* Aim of the exercise: Find how many lines below hold "window", and give that number as the entire answer.
Start of Available data
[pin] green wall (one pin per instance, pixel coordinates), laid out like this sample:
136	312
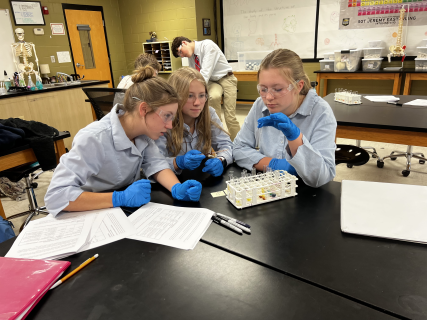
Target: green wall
168	18
47	45
205	10
129	21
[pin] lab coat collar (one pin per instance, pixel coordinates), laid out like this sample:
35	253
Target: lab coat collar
305	108
197	48
121	141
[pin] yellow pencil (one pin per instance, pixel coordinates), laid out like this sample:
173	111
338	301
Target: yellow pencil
84	264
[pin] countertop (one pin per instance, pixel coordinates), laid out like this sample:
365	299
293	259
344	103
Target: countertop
55	87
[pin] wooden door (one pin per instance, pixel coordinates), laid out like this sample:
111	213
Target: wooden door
100	69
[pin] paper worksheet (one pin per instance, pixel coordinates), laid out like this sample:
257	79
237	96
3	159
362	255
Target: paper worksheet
177	227
381	98
386	210
110	225
416	102
50	238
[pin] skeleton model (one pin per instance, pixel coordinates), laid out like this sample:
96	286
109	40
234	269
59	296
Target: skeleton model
398	50
22	49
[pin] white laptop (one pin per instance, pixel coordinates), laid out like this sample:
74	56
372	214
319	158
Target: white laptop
386	210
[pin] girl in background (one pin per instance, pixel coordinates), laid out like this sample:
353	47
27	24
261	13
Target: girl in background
196	130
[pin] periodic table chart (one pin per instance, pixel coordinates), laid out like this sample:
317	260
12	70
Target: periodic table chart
362	14
343	24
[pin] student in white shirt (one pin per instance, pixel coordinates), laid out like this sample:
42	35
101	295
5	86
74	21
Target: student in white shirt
144	59
206	57
289	127
196	128
107	155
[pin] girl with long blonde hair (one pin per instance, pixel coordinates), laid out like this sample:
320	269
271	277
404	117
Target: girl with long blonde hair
196	130
108	155
289	127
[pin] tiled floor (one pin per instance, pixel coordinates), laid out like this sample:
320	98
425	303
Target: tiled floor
369	172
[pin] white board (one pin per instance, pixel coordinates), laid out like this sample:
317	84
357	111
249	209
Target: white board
6	39
386	210
253	25
330	38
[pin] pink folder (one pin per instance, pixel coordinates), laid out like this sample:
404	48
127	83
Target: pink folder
24	282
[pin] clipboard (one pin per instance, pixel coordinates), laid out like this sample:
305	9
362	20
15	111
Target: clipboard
385	210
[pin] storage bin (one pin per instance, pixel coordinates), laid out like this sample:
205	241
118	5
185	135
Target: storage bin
420	64
370	53
347	60
250	60
327	65
329	56
372	64
422	52
375	43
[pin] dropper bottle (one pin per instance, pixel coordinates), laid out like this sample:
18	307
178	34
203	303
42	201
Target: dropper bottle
6	81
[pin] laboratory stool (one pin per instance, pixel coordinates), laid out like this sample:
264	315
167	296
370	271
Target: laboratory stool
23	172
373	153
408	155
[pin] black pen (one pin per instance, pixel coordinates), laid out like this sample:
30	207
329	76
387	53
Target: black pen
226	224
234	223
235	220
396	103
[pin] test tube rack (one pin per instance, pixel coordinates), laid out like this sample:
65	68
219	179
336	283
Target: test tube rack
261	188
348	97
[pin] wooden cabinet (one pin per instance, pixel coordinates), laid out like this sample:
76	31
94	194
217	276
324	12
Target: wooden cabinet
162	51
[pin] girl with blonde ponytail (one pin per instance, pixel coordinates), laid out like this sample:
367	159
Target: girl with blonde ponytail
289	127
108	154
196	129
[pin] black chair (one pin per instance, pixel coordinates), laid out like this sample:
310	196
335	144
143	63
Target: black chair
104	99
408	155
18	173
351	155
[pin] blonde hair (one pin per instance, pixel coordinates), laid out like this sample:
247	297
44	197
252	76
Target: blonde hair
146	59
150	89
290	65
180	80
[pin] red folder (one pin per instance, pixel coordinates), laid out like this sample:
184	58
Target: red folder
24	282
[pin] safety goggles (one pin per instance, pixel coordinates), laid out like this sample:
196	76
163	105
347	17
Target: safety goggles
166	116
274	92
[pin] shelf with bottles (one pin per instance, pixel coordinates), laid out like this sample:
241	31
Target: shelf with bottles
163	53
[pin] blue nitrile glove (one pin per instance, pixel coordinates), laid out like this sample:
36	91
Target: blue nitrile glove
282	164
137	194
190	190
281	122
214	167
191	160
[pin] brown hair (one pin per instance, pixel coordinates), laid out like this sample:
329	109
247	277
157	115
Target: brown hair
146	59
176	43
290	65
153	90
180	80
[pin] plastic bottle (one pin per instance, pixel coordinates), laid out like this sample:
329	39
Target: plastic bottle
31	84
39	83
6	81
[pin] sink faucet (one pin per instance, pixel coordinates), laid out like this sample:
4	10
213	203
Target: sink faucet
60	75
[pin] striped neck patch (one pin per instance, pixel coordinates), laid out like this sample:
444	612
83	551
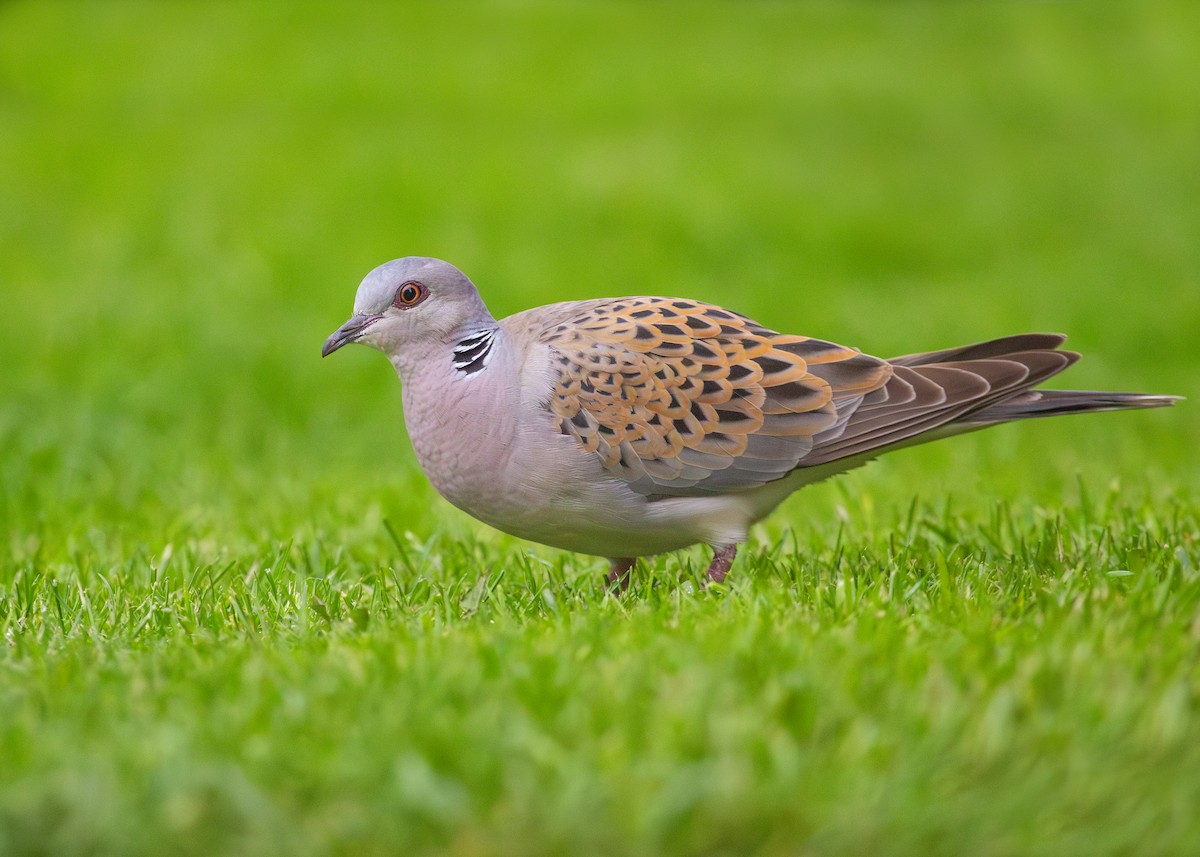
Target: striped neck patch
472	353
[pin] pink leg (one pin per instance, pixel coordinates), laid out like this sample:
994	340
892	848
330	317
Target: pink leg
618	574
723	559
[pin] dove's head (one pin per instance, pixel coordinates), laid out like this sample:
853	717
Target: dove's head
411	303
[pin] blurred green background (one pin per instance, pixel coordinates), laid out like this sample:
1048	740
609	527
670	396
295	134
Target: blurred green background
190	193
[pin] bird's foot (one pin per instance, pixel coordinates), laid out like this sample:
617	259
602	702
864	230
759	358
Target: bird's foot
723	561
618	574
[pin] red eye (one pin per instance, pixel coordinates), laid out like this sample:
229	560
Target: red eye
409	294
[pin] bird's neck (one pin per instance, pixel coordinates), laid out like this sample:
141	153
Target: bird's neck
467	388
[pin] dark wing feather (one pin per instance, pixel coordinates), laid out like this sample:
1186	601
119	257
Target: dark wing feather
681	397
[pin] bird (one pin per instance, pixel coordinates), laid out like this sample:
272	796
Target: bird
627	427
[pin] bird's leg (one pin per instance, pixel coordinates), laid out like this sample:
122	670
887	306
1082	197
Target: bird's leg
618	574
723	559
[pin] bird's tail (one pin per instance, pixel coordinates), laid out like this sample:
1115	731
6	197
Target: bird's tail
1055	402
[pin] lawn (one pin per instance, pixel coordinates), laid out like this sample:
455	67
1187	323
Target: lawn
235	617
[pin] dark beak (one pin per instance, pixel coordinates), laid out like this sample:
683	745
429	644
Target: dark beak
348	333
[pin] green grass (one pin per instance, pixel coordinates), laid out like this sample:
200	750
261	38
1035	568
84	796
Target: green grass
237	619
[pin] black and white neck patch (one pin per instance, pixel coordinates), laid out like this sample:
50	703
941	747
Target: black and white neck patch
472	353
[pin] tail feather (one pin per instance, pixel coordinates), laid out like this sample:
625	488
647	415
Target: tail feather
1055	402
942	393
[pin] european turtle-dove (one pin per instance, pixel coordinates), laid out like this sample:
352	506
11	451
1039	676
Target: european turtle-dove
631	426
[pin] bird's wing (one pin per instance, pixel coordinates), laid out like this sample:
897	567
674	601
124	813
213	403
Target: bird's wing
679	397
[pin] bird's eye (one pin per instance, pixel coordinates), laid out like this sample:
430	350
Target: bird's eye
409	294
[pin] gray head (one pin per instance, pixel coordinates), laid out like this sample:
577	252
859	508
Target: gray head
411	300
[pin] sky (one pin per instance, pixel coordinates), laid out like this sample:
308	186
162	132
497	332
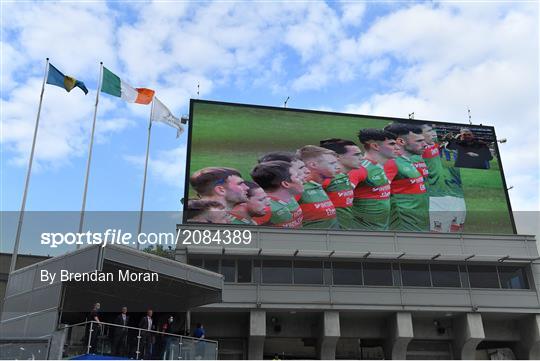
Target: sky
436	59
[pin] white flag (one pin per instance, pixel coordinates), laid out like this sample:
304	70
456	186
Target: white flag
162	114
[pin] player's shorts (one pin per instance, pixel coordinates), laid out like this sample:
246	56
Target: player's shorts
447	214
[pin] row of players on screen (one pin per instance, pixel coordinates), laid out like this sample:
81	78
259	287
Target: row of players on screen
398	183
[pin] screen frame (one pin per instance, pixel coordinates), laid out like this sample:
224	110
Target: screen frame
192	102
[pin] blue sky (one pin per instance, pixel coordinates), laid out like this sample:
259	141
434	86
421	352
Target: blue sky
434	58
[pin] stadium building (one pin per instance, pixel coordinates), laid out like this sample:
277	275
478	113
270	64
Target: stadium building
365	295
276	293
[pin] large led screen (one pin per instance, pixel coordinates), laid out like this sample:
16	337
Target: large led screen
275	167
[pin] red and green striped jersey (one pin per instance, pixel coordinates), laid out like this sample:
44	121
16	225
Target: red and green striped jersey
420	166
239	220
442	181
317	208
262	220
285	214
340	190
409	200
371	204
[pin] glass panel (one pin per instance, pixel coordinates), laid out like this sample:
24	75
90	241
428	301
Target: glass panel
257	271
416	275
513	277
277	271
347	273
23	350
445	275
195	261
463	274
244	271
308	272
228	269
327	273
483	277
212	265
377	274
396	274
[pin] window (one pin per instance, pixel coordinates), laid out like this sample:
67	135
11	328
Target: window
End of Available data
* Written response: 2